▶ _Source extract_:
/---
Following production for agricultural machinery, the company expanded into the aerospace industry. In the early eighties, Watteeuw became the supplier of the slat rack wing mechanism for Airbus.

Henri Watteeuw died in 1986. In 1987 the company, by that time named “MC Watteeuw” (Mechanische Constructie Watteeuw / Mechanical Construction Watteeuw), moved to the Kampveldstraat 51 in Oostkamp, where the main offices and factory are still established.

Soon after the move, Watteeuw invested in heat treatment, vertically integrating its gear production.

=== Acquisition by BMT ===
To finance further growth, and seeing that his children weren’t planning to take over the company, Alfons Watteeuw started looking for an industrial partner in the early nineties. In 1992, Belgium’s longest listed holding BMT took over 60% of the shares in Watteeuw International. Over the years BMT’s participation grew to 100%. The group's investments played a significant role in the further expansion of Watteeuw. BMT (and with it Watteeuw) stayed listed until 2004.

=== International expansion ===
In 1997, the company built a new factory in Brno, Czech Republic, and transferred its production line for New Holland agricultural gears to the facility.

In 1998, Watteeuw acquired the maintenance department of Terom, Romania's biggest synthetic fiber company at the time. Watteeuw locally produced gears for their machines and provided servicing jobs. When Terom shut down a few years later, Watteeuw bought a part of the remaining factory to offer its services to other customers in the region.
\---
▶ _Dataset_:
/---
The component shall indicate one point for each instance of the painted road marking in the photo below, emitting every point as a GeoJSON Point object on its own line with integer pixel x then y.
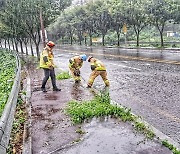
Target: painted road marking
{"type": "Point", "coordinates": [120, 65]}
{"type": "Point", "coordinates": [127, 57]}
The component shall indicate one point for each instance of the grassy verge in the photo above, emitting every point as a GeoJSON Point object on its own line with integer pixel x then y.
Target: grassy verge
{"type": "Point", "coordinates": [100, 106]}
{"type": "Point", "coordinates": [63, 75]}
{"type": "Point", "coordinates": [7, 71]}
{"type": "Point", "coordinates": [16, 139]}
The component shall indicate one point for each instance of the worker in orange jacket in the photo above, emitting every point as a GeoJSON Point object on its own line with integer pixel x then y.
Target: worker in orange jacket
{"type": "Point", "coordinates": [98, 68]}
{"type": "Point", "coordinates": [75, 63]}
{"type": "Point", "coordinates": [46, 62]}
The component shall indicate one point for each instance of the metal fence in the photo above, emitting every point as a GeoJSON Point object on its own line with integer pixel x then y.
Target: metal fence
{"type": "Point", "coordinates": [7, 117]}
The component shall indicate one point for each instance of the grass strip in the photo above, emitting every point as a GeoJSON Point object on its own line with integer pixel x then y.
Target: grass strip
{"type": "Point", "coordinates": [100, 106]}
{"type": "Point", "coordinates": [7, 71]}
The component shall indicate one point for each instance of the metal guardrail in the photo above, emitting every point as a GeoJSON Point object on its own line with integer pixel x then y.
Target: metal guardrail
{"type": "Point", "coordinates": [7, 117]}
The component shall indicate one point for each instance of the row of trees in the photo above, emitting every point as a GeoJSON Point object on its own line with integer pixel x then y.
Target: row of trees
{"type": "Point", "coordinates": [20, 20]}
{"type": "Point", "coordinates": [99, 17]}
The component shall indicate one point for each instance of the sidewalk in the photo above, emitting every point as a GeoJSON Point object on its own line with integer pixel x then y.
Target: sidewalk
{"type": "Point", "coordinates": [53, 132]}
\---
/---
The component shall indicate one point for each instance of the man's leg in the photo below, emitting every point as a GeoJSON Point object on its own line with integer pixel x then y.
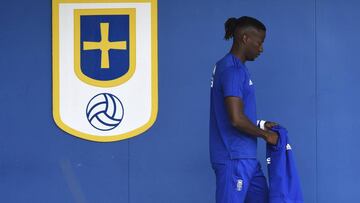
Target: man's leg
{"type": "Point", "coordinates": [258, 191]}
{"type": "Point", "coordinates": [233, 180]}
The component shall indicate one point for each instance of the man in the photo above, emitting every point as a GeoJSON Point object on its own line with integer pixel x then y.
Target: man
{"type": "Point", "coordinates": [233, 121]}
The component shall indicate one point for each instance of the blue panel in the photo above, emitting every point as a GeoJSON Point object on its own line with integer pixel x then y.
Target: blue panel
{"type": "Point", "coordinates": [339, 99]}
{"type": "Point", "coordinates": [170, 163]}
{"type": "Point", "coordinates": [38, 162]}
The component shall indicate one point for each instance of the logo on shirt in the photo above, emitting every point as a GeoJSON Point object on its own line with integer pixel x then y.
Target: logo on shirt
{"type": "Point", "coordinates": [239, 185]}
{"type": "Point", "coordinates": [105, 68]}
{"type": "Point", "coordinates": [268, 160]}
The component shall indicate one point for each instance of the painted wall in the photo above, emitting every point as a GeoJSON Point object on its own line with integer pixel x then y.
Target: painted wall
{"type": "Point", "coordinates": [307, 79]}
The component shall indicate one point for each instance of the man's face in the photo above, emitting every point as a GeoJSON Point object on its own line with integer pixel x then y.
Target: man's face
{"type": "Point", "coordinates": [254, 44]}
\---
▶ _Complete the following_:
(a) Repeat the part of the Watteeuw company history that begins at the words "Soon after the" and stops after "listed until 2004.".
(b) List, in order of appearance, every year that the Watteeuw company history writes as a four-digit number.
(c) Translate this sentence from the Watteeuw company history into French: "In 1997, the company built a new factory in Brno, Czech Republic, and transferred its production line for New Holland agricultural gears to the facility."

▶ _Answers in order_:
(a)
Soon after the move, Watteeuw invested in heat treatment, vertically integrating its gear production.

=== Acquisition by BMT ===
To finance further growth, and seeing that his children weren’t planning to take over the company, Alfons Watteeuw started looking for an industrial partner in the early nineties. In 1992, Belgium’s longest listed holding BMT took over 60% of the shares in Watteeuw International. Over the years BMT’s participation grew to 100%. The group's investments played a significant role in the further expansion of Watteeuw. BMT (and with it Watteeuw) stayed listed until 2004.

(b) 1986, 1987, 1992, 2004, 1997, 1998

(c) En 1997, l'entreprise a construit une nouvelle usine à Brno, en République tchèque, et y a transféré sa ligne de production d'engrenages agricoles pour New Holland.